# EXCERPT PROVIDED
□ □ □ □ □ □ □
Cluster update known issues

This section lists the cluster update known issues with workarounds for the Mirantis OpenStack for Kubernetes release 21.4.


[17477] StackLight in HA mode is not deployed or cluster update is blocked

Fixed in MOS 21.5

The deployment of new managed clusters using the Cluster release 6.18.0 with StackLight enabled in the HA mode on control plane nodes does not have StackLight deployed. The update of existing clusters with such StackLight configuration that were created using the Cluster release 6.16.0 is blocked with the following error message:

cluster release version upgrade is forbidden: \
Minimum number of worker machines with StackLight label is 3

Workaround:

  1. On the affected managed cluster:

    1. Create a key-value pair that will be used as a unique label on the cluster nodes. In our example, it is forcedRole: stacklight.

      To verify the labels names that already exist on the cluster nodes:

      kubectl get nodes --show-labels
      
    2. Add the new label to the target nodes for StackLight. For example, to the Kubernetes master nodes:

      kubectl label nodes --selector=node-role.kubernetes.io/master forcedRole=stacklight
      
    3. Verify that the new label is added:

      kubectl get nodes --show-labels
      
  2. On the related management cluster:

    1. Configure nodeSelector for the StackLight components by modifying the affected Cluster object:

      kubectl edit cluster <affectedManagedClusterName> -n <affectedManagedClusterProjectName>
      

      For example:

      spec:
        ...
        providerSpec:
          ...
          value:
            ...
            helmReleases:
              ...
              - name: stacklight
                values:
                  ...
                  nodeSelector:
                    default:
                      forcedRole: stacklight
      
    2. Select from the following options:

      • If you faced the issue during a managed cluster deployment, skip this step.

      • If you faced the issue during a managed cluster update, wait until all StackLight components resources are recreated on the target nodes with updated node selectors.

        To monitor the cluster status:

        kubectl get cluster <affectedManagedClusterName> -n <affectedManagedClusterProjectName> -o jsonpath='{.status.providerStatus.conditions[?(@.type=="StackLight")]}' | jq
        

        In the cluster status, verify that the elasticsearch-master and prometheus-server resources are ready. The process can take up to 30 minutes.

        Example of a negative system response:

        {
          "message": "not ready: statefulSets: stacklight/elasticsearch-master got 2/3 replicas",
          "ready": false,
          "type": "StackLight"
□ □ □ □ □ □ □
# DATASET EXCERPTS
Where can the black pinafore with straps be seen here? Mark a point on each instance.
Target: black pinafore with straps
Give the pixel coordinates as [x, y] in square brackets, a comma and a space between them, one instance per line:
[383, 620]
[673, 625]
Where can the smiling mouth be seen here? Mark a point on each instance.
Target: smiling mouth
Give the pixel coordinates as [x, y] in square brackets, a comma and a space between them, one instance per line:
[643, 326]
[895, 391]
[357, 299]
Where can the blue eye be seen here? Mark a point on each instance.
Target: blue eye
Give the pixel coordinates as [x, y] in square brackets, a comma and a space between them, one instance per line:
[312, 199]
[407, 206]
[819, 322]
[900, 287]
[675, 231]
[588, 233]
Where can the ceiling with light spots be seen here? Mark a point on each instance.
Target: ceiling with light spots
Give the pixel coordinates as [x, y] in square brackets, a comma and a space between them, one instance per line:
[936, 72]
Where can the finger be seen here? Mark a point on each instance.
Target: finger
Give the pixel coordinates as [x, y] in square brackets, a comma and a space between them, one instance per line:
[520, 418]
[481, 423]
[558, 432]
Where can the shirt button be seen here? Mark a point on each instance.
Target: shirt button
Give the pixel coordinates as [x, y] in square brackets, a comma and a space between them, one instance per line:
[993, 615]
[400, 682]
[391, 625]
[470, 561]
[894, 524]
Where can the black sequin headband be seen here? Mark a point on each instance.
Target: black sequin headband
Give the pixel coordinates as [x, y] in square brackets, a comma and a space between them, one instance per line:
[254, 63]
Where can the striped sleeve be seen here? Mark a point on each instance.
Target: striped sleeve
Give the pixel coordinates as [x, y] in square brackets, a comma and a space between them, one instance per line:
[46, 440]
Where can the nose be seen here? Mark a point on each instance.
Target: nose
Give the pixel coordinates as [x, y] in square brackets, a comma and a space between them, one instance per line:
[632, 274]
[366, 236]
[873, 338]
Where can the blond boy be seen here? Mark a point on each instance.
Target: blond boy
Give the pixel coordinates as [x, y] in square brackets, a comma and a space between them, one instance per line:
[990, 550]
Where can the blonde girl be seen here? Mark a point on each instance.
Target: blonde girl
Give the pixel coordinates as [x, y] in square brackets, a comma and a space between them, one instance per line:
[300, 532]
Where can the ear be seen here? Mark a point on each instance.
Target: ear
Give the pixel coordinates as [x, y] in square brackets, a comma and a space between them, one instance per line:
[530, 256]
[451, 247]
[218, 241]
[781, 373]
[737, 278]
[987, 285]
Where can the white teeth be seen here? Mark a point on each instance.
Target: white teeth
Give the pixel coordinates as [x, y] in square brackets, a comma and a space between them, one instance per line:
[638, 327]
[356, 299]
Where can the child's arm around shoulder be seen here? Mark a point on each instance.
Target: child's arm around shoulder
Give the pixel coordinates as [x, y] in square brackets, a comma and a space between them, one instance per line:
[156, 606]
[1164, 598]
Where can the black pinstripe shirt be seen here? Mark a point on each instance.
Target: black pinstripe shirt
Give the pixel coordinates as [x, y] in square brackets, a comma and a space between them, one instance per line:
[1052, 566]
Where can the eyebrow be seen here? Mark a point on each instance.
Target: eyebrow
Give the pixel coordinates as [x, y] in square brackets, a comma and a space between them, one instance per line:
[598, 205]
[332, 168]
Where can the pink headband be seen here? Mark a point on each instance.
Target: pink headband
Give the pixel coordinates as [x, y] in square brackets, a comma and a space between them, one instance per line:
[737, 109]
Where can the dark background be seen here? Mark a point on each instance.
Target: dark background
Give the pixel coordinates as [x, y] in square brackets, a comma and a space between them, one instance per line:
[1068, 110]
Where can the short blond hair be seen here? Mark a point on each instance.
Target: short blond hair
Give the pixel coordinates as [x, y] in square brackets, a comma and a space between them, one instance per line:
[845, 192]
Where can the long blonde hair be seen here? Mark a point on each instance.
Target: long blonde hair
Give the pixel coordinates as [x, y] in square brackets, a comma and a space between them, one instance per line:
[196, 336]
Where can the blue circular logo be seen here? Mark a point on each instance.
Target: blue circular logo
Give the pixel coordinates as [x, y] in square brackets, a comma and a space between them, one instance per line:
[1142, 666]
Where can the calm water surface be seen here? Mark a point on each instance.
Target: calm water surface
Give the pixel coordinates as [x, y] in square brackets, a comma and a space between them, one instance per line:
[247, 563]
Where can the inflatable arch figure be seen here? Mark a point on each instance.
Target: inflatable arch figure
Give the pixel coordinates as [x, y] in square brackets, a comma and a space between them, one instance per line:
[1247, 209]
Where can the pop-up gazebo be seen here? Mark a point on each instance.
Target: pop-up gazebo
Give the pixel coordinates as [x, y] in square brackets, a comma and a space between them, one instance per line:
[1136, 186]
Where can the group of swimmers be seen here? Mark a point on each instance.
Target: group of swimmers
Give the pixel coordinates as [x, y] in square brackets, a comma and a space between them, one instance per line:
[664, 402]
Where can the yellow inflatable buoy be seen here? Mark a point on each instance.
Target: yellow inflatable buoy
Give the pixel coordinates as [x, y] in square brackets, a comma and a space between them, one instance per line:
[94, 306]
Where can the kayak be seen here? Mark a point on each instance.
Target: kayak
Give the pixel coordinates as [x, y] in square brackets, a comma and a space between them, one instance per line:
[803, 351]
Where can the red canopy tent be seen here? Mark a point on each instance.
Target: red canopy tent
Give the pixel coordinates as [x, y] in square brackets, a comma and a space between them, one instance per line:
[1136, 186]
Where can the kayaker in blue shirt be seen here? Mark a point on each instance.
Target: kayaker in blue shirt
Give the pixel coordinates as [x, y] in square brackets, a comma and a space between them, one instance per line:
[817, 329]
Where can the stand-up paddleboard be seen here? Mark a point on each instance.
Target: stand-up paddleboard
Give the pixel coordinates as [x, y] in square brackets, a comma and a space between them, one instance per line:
□ □ □ □ □ □ □
# EXERCISE TASK A
In the known-issues section, how long can it take for the elasticsearch-master and prometheus-server resources to become ready?
# EXERCISE TASK B
List every release version number that appears in the known-issues section.
# EXERCISE TASK C
Please extract the stretch of the known-issues section from "Fixed in MOS" through "is forcedRole: stacklight.".

# CORRECT RESPONSE A
Up to 30 minutes.

# CORRECT RESPONSE B
- Mirantis OpenStack for Kubernetes 21.4
- MOS 21.5
- Cluster release 6.18.0
- Cluster release 6.16.0

# CORRECT RESPONSE C
Fixed in MOS 21.5

The deployment of new managed clusters using the Cluster release 6.18.0 with StackLight enabled in the HA mode on control plane nodes does not have StackLight deployed. The update of existing clusters with such StackLight configuration that were created using the Cluster release 6.16.0 is blocked with the following error message:

cluster release version upgrade is forbidden: \
Minimum number of worker machines with StackLight label is 3

Workaround:

  1. On the affected managed cluster:

    1. Create a key-value pair that will be used as a unique label on the cluster nodes. In our example, it is forcedRole: stacklight.